→ ABOUT THIS EXERCISE: The entries that follow should be written out exactly.

(Dataset entries)
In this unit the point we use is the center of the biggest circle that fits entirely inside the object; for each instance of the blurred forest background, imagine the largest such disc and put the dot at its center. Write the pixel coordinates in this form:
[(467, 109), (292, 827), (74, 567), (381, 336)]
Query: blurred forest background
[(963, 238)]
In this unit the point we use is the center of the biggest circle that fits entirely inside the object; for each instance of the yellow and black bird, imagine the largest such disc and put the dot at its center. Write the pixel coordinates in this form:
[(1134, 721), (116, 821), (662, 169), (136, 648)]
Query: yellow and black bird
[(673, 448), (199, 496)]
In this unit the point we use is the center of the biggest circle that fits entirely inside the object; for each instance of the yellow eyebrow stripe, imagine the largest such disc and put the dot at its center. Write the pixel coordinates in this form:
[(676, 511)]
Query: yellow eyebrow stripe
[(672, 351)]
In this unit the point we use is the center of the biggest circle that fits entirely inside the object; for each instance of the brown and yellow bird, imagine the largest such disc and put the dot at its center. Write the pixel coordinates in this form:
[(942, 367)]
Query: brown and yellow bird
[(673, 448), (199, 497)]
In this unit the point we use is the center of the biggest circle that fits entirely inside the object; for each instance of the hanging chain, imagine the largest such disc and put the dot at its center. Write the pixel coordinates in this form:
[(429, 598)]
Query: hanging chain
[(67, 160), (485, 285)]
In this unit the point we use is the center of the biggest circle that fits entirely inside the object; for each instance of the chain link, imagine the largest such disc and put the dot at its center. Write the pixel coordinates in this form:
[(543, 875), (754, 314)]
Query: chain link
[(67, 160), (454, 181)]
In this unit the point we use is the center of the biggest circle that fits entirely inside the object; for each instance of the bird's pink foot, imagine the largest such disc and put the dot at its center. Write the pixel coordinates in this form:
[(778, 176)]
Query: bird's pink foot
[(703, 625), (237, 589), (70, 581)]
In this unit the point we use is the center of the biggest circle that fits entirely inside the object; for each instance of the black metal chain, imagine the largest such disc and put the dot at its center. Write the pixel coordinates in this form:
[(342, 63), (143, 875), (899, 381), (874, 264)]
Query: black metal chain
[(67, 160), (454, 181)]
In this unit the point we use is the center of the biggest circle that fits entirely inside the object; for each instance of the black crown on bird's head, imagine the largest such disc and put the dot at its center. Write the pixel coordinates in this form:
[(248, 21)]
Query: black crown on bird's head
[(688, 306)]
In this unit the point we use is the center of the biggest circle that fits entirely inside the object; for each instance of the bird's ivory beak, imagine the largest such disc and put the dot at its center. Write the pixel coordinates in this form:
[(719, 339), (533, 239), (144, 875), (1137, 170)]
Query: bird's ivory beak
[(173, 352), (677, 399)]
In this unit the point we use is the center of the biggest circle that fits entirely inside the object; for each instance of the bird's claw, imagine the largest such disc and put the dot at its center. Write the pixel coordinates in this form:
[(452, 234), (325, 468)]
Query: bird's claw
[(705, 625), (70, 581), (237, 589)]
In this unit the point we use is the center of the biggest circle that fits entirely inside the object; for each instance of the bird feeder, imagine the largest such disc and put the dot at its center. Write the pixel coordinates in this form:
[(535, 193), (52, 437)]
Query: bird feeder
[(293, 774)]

→ RESPONSE BELOW:
In this unit the point we use is the center of the biggest circle that fits entirely inside the object; for each instance of the blurred forest background, imagine the largest such disc and put the dot at its center. Write the pixel coordinates in this form:
[(467, 109), (292, 827), (74, 567), (381, 336)]
Query: blurred forest background
[(963, 238)]
In this unit the point we use is the center of the biggest circle that fits entirely inside the object; for each instance of the yellow and black bird, imagine the largest such disc and put the dot at its center. Write the pixel coordinates in this form:
[(1134, 721), (116, 821), (662, 169), (136, 648)]
Query: yellow and black bird
[(673, 448), (199, 496)]
In this unit the point we use is the center of the biggest circle that fits entirely inside the object; for each instance of the yellow eyebrow stripe, imagine the largest such disc and put the dot at its center. Write the pixel coordinates in this form:
[(676, 511)]
Query: yellow eyebrow stripe
[(672, 351)]
In this unit the point we use is the center of the biggest circle that fits entirely inside the object; for each instance of the brown and yellow bird, imagine the largest such disc and put the dot at its center. Write the pixel coordinates in this form:
[(942, 367)]
Query: brown and yellow bird
[(673, 448), (199, 497)]
In this unit the point we use is the center of the biggest circle that fits entirely inside the object; for each instance of the hanging chain, imagine the largest such disc and put the dot at its center. Write the pixel coordinates in this form:
[(429, 598)]
Query: hanging chain
[(67, 160), (485, 285)]
In this unit the point we use is the center of the biggest circle that fits entirely inside the object; for each instance of the chain link, imagine the largest such disc and put the dot at its center. Write the pixel coordinates in this form:
[(543, 875), (754, 314)]
Query: chain link
[(67, 160), (454, 181)]
In this unit the point we use is the center of the biggest circle that fits entirely inside the object; for each instance of the bird's pink foot, imagine the largest such disc and put the dot at its center. Write the pixel coordinates in this form:
[(778, 176)]
Query: bird's pink foot
[(703, 625), (237, 589), (70, 581)]
In this unit the point we use is the center of the biggest circle that fits entirely inside the object; for each instance of the black metal chain, imagine the largest such disc and put the dot at its center. Write the pixel coordinates in this form:
[(342, 63), (143, 875), (899, 381), (874, 264)]
Query: black metal chain
[(67, 160), (454, 181)]
In this unit the point we use is the center of the biggest circle that fits entirely inside the object; for each instance of the black crown on bird's head, imagine the largest such disc and put the dot at its center. Write the pixel coordinates in this form:
[(248, 21)]
Query: black crown on bird's head
[(688, 306)]
In this unit the point we use is the center of the biggest circle that fits entirely inside the object; for each instance of the bird's ivory beak, imagine the largest such disc and put the dot at its center. Write the pixel coordinates in this form:
[(719, 339), (533, 239), (144, 875), (1137, 170)]
Query: bird's ivory beak
[(173, 352), (677, 399)]
In this unit the point we use is the center of the biggest circle that fits entirely inside the object; for each instance of the bird's claw, imagine the largest such disc and put the dot at its center. Write the pixel coordinates in this form:
[(452, 234), (325, 468)]
Query: bird's claw
[(705, 625), (70, 581), (237, 589)]
In this unit the point we use is the center of the biggest circle that fits entirely inside the object; for each instance of the bird feeder, imagine the largest such disc and put the dot at its center. Write the pixel coordinates in this form:
[(535, 193), (52, 437)]
Query: bird feeder
[(293, 774)]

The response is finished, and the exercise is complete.